Excerpt provided –
I guess the whole defeat thing ... I dunno .. I see everyone's point, yes uR I rolled my eyes a tiny bit .. lol. I think its just the feelings that come with acceptance, that feeling that what we had was real and at one point was good ... sure there were rough patches here and there but I never thought one day I would be 'here' so as that realization and acceptance sets in so do certain feelings ... and they cycle.

Saturday I met W with S for baseball pictures. She called me as I was pulling in asking where I was, that she did'nt see anyone (Well, the fact she isn't at any of the practices and doesn't know the kids ... would be hard to pick them out of a crowd). She gave me a tiny spew storm as to me hanging up on her ... ticky tack ... but *shrug* I wasnt biting. She hands off S and takes off, this had me shake my head, she is full on into photography and has ALWAYS snapped pics as the team gets their pictures taken, almost embarrassing as she is usually crowding the guy getting paid to do this, but not this day .. she apparently had to go to the gym in a hurry. S and I did the pics, went and ate a nice breakfast then I picked up his belated B-day present ... a Lego set that we spent 5 ... yes 5 hours putting together. Had a blast, put Pandora on and continued his education on great music from the 80's and 90's. Went home and finished the Predator series and watched the first Aliens movie (Finale will be Alien Vs Predator). Was a great fun day with S

Sunday W TM me when I am dropping off S, told her we were on our way, she assumed my football game was cancelled due to rain. Told me she messed up her neck, informed me she was at a level 8 pain. I let her know we would be there in 15 minutes. So I get there and S is all excited about the truck we made, I hug him and say goodbye ... she asks if she can drop off S later so she can go get a massage. I told her I had plans, I didn't tell her I am no longer going to be daddy day care for whenever its convenient, but its how I feel. She gave me this look like she could not believe I was not tripping over myself to tell her I hoped her neck felt better and I would take S.

So went and played football, hung out with the guys for a few hours, was nice ... raining outside (Rear here) and no where to go or be, just enjoying the moment. Went home and watched a few movies, did some cooking for the week. W TM after S called asking again about talking about S and school ... was late and I was tired, so I went to bed.

Records held in a dataset –
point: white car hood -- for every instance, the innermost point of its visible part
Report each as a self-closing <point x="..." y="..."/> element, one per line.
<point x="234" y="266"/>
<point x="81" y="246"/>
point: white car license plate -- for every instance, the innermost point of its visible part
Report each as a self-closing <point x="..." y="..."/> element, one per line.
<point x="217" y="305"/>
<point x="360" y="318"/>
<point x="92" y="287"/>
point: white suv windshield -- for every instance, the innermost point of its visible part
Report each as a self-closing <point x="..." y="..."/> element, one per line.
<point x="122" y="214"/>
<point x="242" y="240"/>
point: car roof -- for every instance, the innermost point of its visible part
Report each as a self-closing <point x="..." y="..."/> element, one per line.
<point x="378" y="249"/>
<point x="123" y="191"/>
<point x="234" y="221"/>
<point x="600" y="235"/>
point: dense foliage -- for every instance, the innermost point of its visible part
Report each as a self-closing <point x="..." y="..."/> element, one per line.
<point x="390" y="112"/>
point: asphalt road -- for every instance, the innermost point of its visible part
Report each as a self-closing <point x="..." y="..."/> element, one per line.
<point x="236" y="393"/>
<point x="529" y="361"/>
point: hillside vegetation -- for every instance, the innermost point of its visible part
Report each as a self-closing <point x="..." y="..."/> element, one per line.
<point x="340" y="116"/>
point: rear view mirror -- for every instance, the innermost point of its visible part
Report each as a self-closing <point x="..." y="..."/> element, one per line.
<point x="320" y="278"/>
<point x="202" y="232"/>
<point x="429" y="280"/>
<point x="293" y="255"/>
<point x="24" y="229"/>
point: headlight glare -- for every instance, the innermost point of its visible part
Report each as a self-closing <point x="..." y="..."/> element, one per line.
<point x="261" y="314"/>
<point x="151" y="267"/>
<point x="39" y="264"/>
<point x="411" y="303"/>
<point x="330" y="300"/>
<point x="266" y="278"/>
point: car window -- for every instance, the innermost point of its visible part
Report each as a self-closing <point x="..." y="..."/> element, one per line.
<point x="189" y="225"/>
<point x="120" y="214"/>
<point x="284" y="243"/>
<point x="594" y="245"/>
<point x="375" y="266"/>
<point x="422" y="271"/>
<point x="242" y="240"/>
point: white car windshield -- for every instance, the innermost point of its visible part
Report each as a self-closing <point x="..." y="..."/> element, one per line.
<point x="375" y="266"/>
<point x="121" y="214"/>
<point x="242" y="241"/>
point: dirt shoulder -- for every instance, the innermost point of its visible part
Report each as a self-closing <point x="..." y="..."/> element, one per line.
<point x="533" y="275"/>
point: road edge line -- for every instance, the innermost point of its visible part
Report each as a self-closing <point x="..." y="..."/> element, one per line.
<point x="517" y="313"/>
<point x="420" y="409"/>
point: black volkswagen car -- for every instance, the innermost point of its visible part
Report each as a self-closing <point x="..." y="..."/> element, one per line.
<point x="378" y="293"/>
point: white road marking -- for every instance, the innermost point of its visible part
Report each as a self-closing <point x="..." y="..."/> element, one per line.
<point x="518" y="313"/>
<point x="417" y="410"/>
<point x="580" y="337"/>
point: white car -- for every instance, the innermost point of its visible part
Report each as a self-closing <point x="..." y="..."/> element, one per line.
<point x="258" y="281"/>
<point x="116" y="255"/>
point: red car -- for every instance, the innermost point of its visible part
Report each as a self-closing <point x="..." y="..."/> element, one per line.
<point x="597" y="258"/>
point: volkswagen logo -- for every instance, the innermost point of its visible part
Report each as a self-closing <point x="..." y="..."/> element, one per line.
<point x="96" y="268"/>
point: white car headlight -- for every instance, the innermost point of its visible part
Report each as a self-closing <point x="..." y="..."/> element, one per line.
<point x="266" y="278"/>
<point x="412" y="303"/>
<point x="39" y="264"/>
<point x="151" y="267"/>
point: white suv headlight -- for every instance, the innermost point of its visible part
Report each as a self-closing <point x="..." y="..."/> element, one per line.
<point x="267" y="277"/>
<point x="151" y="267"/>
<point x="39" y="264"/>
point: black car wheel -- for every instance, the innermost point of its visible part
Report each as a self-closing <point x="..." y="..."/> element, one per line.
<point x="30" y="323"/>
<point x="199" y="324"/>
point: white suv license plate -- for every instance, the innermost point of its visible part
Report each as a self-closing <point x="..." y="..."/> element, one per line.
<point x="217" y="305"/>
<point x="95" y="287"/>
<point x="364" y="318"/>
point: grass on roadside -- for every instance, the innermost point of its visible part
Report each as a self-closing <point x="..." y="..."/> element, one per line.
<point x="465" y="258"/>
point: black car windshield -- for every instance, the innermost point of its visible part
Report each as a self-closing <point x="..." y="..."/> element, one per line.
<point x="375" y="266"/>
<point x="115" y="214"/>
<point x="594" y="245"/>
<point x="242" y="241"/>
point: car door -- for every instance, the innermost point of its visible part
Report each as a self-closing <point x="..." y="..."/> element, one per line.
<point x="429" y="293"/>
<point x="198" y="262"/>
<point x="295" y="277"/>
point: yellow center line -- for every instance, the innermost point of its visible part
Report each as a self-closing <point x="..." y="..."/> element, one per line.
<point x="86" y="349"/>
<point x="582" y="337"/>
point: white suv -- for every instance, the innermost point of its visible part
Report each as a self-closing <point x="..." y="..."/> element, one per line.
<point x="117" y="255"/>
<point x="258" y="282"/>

Directive – Extend the journal entry about the weekend with S, beginning immediately after its final sentence. The records are distinct from the journal entry and constitute separate material.

Output for this task –
Finally got the call about S, she did the field trip and noticed some behavior things with S, him being picked on a bit. She talked to him about it and has realized he is like her and has a hard time letting go so she discussed how to do this .... I literally was covering my mouth as she talked about this .. she is not one to teach how to let go as she holds on to everything but I STFU ... then ... here comes crazy, she suggested to S that he take a few ballons, write his problem on them with a sharpie and let it go into the sky.... I told her this and had her do the excact same thing about 10 years ago (seen it on TV), here she was acting like it was all her idea ... I was just like wow.
So then the talk went into pushing S more, She wants S to spend 2 hours a night doing more school work... there are not enough hours in the kids day to do this especially on her nights so I know this would all land on me ... no thanks. I calmly stated my opinion, we do not agree, she started spewing and I actually pulled a mirror on her telling her that her mom did the same thing to her and she shared with me she hated her for it. This put her back, started crying and she hung up an thanked me for ruining her day.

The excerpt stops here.